_Task requirements_
Retype everything in the data from the line containing "Expected: for every instance of the windshield" down to the line containing "x=584 y=318", including both of those lines, and nothing else.

_Dataset excerpts_
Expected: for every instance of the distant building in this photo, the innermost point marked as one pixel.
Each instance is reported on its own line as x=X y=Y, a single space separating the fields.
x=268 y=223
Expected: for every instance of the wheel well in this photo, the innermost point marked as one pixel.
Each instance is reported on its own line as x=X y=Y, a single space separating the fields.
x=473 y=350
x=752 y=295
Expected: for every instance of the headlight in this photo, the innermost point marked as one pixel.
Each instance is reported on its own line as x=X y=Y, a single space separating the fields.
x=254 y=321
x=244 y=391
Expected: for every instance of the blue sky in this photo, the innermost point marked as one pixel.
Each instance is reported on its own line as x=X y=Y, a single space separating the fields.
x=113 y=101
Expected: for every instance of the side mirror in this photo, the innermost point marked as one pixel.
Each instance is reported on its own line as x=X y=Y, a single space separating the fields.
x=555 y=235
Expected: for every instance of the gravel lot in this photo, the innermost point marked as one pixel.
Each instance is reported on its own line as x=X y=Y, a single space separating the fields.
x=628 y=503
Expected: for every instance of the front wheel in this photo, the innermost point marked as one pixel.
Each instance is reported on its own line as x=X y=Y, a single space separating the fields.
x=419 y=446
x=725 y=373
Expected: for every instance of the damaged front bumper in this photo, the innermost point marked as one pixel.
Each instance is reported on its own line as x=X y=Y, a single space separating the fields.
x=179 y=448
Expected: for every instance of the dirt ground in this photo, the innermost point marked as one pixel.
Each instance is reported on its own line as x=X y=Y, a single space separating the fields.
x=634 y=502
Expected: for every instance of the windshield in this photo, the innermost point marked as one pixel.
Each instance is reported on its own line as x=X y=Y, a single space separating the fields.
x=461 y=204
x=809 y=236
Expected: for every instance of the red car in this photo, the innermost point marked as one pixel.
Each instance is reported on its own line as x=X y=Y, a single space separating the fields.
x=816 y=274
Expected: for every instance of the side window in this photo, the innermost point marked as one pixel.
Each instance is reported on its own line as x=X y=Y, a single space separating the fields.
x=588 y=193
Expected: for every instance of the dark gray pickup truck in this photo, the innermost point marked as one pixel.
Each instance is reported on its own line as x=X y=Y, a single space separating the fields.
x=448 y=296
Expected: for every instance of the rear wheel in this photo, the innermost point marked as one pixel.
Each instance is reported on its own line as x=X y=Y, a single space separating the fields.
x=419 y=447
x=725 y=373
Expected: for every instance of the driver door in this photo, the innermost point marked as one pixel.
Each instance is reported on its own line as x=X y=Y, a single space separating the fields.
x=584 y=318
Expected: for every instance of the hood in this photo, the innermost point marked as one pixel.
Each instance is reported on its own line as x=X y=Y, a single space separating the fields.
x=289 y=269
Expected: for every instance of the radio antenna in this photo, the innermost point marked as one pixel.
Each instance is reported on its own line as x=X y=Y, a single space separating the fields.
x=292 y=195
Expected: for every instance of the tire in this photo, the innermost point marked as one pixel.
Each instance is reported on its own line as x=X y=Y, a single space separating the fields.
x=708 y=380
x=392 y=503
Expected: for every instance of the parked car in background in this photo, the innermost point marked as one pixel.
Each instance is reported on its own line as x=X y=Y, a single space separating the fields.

_Solution to the problem_
Expected: for every instance of the windshield in this photo, the innermost point marked as one pixel.
Each instance is reported on its own line as x=X y=Y, a single space separating the fields.
x=461 y=204
x=809 y=236
Expected: for every instance of the red car in this photo, the innermost point marked as one pixel.
Each instance is reported on its own line as x=X y=Y, a single space separating the fields.
x=816 y=274
Expected: for every instance of the side window in this photo, the innermost point marked as one pixel.
Each instance is reported on its own line as x=X y=Y, a single space separating the fields.
x=588 y=193
Expected: for every instance of the dark gray pickup truck in this photo, the innermost point marked as one pixel.
Each instance is reported on its own line as x=X y=Y, a single space separating the fields.
x=448 y=296
Expected: for every instance of the rear wheel in this photo, the innermost point marked as one pixel.
Each instance is reported on its own line as x=X y=Y, a single space separating the fields.
x=419 y=447
x=725 y=373
Expected: for every instance of the driver door in this photo, the innermost point marked as one pixel.
Each instance is reported on its own line as x=X y=Y, a single space separating the fields.
x=584 y=318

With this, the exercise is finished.